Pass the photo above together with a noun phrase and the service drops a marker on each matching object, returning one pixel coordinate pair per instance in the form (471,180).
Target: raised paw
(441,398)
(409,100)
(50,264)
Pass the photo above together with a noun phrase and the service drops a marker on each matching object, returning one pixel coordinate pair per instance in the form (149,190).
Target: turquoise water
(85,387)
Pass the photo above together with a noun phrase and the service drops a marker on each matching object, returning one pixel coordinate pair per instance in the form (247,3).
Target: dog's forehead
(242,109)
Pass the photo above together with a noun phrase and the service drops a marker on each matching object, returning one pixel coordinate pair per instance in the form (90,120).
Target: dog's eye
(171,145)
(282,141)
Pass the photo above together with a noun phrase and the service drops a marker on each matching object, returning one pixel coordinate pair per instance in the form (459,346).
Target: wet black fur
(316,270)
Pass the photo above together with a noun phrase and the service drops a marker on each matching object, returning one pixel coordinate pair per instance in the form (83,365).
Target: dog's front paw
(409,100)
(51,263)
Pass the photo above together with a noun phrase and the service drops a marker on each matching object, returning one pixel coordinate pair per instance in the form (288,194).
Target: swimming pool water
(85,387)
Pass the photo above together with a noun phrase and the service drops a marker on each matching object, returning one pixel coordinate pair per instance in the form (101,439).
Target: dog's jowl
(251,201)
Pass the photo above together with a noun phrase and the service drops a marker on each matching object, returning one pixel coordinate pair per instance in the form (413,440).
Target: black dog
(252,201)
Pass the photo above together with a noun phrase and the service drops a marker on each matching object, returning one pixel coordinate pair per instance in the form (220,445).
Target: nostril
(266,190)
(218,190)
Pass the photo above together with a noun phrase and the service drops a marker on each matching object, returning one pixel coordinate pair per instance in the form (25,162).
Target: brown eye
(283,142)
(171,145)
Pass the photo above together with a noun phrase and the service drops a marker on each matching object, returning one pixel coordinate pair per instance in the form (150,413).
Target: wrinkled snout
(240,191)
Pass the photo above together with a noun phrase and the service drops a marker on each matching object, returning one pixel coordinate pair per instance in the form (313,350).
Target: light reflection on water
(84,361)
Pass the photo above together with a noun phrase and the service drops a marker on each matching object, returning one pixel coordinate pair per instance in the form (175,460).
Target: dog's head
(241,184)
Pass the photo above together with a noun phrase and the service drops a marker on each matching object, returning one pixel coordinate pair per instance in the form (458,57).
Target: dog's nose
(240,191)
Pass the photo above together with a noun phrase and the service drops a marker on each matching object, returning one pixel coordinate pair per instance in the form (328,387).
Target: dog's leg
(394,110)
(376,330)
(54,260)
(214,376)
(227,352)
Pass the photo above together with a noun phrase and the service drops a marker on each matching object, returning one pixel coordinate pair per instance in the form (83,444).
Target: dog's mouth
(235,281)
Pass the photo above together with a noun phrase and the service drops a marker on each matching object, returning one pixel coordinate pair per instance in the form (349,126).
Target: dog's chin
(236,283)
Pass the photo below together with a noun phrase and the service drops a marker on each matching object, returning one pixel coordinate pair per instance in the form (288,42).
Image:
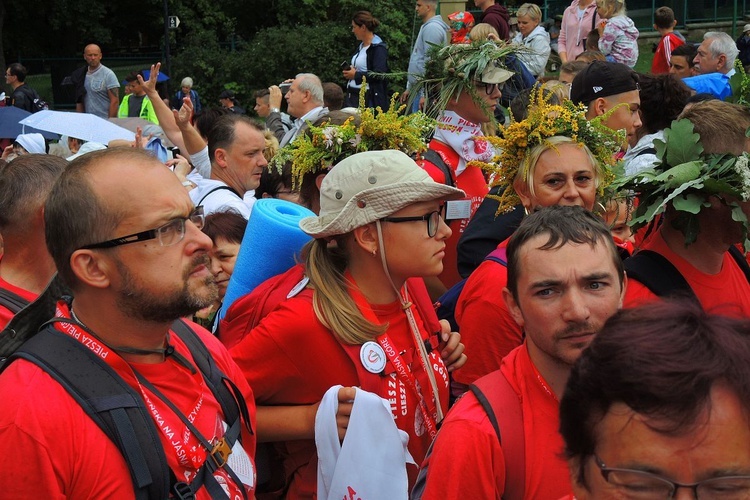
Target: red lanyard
(403,371)
(187,448)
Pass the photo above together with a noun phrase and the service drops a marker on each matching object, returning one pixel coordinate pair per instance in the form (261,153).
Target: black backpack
(446,304)
(114,406)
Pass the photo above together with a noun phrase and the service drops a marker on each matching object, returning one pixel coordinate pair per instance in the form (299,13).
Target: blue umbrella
(10,128)
(161,77)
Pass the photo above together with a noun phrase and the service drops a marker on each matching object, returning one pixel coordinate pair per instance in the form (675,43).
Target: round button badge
(372,357)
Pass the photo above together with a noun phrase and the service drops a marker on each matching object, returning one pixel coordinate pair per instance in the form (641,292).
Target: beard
(169,306)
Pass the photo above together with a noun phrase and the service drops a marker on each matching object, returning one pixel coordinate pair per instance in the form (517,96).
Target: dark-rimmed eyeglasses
(489,88)
(433,221)
(169,234)
(638,484)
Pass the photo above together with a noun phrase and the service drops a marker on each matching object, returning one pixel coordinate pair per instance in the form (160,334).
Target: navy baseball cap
(602,79)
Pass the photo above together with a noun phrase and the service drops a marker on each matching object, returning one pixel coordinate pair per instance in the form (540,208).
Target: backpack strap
(11,301)
(121,413)
(219,188)
(434,157)
(503,407)
(739,257)
(499,255)
(658,274)
(226,392)
(109,401)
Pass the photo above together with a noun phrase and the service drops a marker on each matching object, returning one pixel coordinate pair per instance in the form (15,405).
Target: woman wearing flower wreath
(553,157)
(356,322)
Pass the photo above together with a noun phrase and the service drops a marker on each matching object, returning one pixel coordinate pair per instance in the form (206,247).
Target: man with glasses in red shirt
(658,405)
(127,241)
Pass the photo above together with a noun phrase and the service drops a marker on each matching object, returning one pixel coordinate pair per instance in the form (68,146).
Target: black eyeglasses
(433,220)
(489,88)
(169,234)
(644,485)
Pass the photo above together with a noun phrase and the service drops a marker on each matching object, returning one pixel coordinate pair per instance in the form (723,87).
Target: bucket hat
(369,186)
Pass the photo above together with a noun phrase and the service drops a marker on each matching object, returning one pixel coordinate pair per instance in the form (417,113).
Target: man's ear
(599,106)
(91,268)
(513,307)
(220,157)
(366,237)
(721,61)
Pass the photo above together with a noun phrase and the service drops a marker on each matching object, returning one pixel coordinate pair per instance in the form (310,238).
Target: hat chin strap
(406,306)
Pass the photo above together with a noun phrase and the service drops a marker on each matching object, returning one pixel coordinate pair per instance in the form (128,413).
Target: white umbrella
(83,126)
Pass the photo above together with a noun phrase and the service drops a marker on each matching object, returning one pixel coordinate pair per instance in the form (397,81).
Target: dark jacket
(23,98)
(377,86)
(497,16)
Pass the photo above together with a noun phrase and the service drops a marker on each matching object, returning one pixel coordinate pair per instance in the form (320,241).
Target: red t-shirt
(663,54)
(467,460)
(726,292)
(50,448)
(473,183)
(290,358)
(488,331)
(5,314)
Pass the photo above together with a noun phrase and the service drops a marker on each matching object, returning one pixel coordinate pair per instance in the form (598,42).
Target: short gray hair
(721,43)
(311,83)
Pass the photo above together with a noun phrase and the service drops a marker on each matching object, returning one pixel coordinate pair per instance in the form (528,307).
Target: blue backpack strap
(503,407)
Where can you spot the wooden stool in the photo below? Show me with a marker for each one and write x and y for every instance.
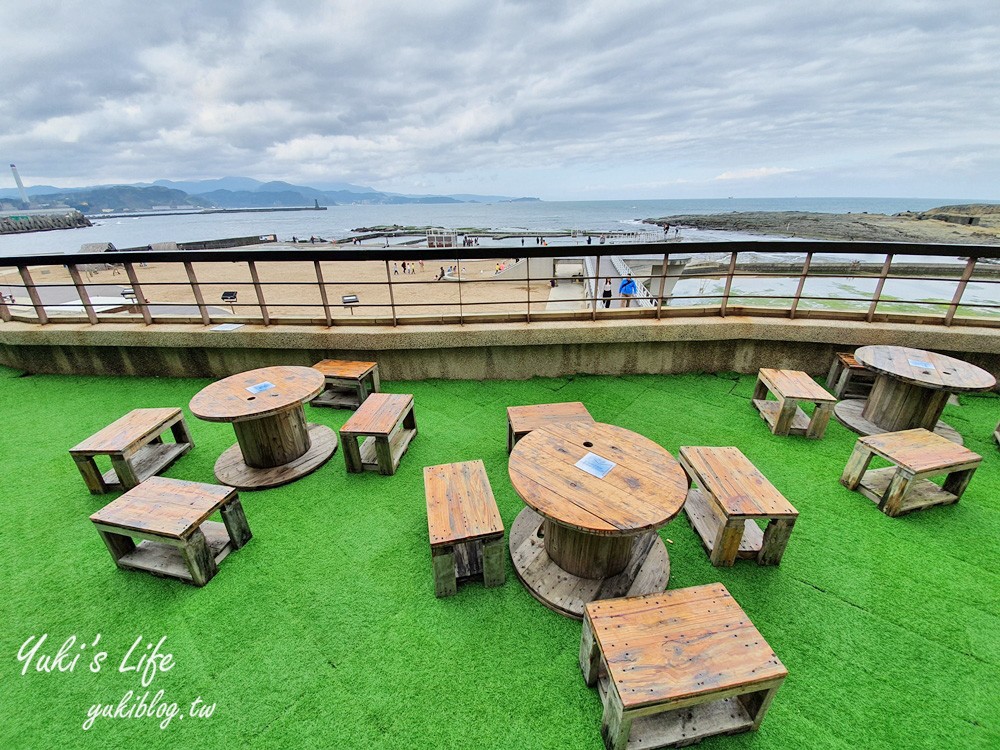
(917, 454)
(169, 514)
(523, 419)
(387, 423)
(464, 525)
(733, 494)
(784, 416)
(136, 449)
(348, 384)
(676, 667)
(848, 377)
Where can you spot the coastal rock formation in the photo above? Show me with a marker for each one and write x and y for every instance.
(927, 226)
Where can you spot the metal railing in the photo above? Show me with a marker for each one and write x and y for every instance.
(937, 284)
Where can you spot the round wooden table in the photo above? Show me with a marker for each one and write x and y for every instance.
(911, 389)
(274, 445)
(585, 537)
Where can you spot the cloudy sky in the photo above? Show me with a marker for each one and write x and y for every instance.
(571, 100)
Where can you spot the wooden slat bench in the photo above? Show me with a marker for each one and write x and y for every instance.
(848, 377)
(916, 454)
(523, 419)
(348, 384)
(169, 515)
(789, 387)
(464, 525)
(676, 667)
(135, 446)
(731, 496)
(387, 424)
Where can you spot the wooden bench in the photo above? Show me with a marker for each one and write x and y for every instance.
(916, 454)
(784, 416)
(464, 525)
(733, 495)
(169, 515)
(348, 384)
(676, 667)
(387, 424)
(135, 446)
(523, 419)
(848, 377)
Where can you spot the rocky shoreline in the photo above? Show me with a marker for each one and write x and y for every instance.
(977, 224)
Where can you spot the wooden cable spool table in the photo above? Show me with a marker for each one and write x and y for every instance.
(911, 389)
(583, 537)
(275, 445)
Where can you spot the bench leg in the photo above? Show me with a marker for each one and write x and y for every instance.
(236, 522)
(444, 572)
(199, 559)
(590, 655)
(856, 466)
(91, 474)
(118, 545)
(775, 539)
(892, 499)
(821, 417)
(493, 563)
(727, 542)
(615, 726)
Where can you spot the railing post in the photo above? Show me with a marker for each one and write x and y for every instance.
(802, 283)
(260, 292)
(196, 289)
(322, 294)
(392, 299)
(140, 298)
(878, 288)
(36, 302)
(81, 291)
(960, 290)
(729, 284)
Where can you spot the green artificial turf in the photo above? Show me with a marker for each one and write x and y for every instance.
(324, 630)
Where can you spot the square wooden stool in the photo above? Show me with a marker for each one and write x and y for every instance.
(169, 515)
(465, 528)
(523, 419)
(676, 667)
(387, 424)
(917, 454)
(784, 416)
(348, 384)
(848, 376)
(732, 495)
(135, 446)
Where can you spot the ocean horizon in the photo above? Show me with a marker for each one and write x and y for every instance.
(531, 217)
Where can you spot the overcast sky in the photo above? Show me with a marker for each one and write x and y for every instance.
(560, 100)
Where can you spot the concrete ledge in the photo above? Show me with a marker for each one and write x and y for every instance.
(479, 351)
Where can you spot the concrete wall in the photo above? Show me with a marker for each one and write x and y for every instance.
(481, 352)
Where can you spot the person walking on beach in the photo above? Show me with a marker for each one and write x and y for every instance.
(627, 290)
(607, 293)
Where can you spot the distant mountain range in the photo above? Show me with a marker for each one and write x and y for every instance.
(225, 192)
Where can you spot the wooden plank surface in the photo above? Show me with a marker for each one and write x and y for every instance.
(342, 368)
(379, 414)
(165, 507)
(735, 483)
(134, 427)
(460, 503)
(228, 400)
(945, 373)
(795, 384)
(644, 490)
(920, 450)
(679, 644)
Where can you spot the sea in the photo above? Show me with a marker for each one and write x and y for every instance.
(530, 217)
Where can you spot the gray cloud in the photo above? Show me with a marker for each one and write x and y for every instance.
(582, 99)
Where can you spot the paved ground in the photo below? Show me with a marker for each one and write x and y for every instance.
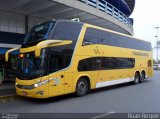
(142, 98)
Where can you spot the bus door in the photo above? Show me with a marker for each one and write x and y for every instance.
(56, 76)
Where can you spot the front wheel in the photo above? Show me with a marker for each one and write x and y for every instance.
(82, 87)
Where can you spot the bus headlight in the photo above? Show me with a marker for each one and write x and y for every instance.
(41, 83)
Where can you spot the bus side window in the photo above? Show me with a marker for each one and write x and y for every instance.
(56, 63)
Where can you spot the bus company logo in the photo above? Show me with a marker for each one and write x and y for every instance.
(140, 54)
(56, 81)
(96, 50)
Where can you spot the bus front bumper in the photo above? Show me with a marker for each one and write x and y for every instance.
(40, 92)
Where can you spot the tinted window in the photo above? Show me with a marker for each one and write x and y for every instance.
(96, 36)
(59, 58)
(105, 63)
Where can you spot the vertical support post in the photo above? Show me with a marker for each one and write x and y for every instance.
(26, 24)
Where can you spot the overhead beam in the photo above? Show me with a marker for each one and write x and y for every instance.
(19, 3)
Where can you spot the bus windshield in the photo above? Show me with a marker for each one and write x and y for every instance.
(30, 66)
(39, 32)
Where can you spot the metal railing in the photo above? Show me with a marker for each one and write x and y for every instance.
(109, 9)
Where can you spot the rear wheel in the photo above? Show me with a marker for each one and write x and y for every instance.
(82, 87)
(136, 78)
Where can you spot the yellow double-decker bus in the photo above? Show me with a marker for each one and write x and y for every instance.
(61, 57)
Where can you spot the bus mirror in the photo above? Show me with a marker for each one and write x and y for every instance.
(9, 51)
(49, 43)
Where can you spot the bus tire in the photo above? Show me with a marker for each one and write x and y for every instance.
(136, 78)
(82, 87)
(142, 77)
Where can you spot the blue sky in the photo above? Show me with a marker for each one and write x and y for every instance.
(146, 16)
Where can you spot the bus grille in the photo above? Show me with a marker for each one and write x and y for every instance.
(25, 87)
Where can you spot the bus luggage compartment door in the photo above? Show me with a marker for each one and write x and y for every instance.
(56, 85)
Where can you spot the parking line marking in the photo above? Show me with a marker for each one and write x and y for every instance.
(103, 115)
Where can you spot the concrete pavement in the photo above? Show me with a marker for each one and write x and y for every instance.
(126, 98)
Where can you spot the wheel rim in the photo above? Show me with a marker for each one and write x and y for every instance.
(82, 87)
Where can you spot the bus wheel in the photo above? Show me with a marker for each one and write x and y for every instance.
(82, 87)
(142, 77)
(136, 78)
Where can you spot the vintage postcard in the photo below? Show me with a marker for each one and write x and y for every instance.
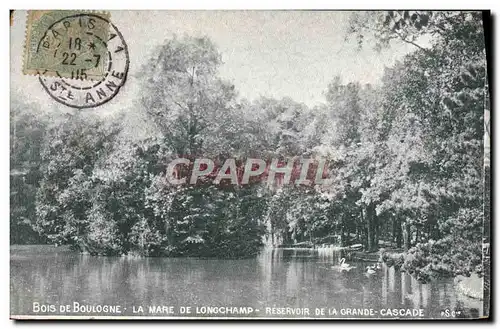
(249, 164)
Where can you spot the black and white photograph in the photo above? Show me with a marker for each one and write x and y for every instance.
(250, 164)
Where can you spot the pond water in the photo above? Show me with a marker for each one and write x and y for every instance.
(269, 286)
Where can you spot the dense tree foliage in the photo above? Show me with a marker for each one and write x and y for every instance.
(404, 157)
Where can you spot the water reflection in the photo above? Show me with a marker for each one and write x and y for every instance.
(277, 278)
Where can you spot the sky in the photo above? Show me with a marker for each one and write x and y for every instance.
(265, 53)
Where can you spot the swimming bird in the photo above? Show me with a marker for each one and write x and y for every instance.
(344, 266)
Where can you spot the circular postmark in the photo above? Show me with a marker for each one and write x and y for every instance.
(85, 60)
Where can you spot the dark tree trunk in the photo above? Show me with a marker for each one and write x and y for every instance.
(406, 235)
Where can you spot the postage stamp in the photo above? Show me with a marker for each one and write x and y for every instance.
(81, 58)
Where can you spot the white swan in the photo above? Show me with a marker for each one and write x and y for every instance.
(344, 266)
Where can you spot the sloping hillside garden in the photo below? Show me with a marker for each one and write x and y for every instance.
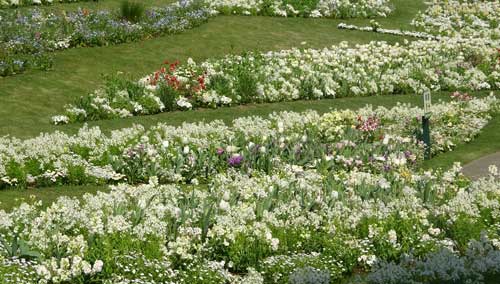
(294, 197)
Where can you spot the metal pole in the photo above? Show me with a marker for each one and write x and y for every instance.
(426, 135)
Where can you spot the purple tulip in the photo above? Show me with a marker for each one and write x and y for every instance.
(235, 160)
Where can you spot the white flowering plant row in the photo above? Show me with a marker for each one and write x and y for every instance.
(370, 69)
(308, 8)
(372, 139)
(465, 19)
(17, 3)
(261, 228)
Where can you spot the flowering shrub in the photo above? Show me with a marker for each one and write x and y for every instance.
(17, 3)
(292, 224)
(27, 37)
(374, 140)
(376, 68)
(467, 19)
(300, 8)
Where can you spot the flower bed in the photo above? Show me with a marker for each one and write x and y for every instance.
(340, 71)
(468, 19)
(292, 224)
(368, 139)
(18, 3)
(28, 37)
(299, 8)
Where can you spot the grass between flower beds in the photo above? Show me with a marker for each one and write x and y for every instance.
(487, 142)
(99, 5)
(29, 100)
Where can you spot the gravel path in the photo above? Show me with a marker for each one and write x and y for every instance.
(479, 168)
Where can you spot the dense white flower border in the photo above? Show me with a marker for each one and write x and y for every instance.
(376, 68)
(323, 8)
(357, 218)
(368, 138)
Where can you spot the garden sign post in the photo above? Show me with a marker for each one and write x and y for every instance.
(426, 132)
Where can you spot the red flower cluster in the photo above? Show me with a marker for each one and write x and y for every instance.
(461, 97)
(166, 74)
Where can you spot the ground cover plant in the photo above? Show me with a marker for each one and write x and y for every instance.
(376, 68)
(18, 3)
(294, 217)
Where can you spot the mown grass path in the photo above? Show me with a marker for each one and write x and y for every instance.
(29, 100)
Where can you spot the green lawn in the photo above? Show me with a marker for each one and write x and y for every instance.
(28, 101)
(94, 5)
★ ★ ★ ★ ★
Taking the records from the top, repeat each line exactly until you have repeated the line that contains "the form (83,365).".

Answer box:
Pass the photo above together with a noun phrase and the service drops a marker on each matching object, returning one pixel coordinate pair per instance in the form (471,180).
Target: raised paw
(441,398)
(409,100)
(50,264)
Pass the photo above together with a noun phrase and the service drops a marker on each matching object, returning one pixel coordinate pair per instance in the form (149,190).
Target: turquoise water
(85,387)
Pass the photo above together with a noun phrase and the service drops a marker on each matching object, returning one pixel coordinate pair per instance in the form (247,3).
Target: dog's forehead
(242,109)
Pass the photo above together with a noun phrase and the service drops a marker on each matching object, returning one pixel coordinate pair per instance in the form (90,120).
Target: dog's eye
(171,145)
(282,141)
Pass the photo above together with a noun phrase and the service drops a marker on each matching object, returning one pixel coordinate pair per instance in the form (459,346).
Target: wet black fur
(316,270)
Pass the photo above together with a noun phrase and the service drops a marker on each matching object, returning one pixel coordinate pair per instance in the form (83,365).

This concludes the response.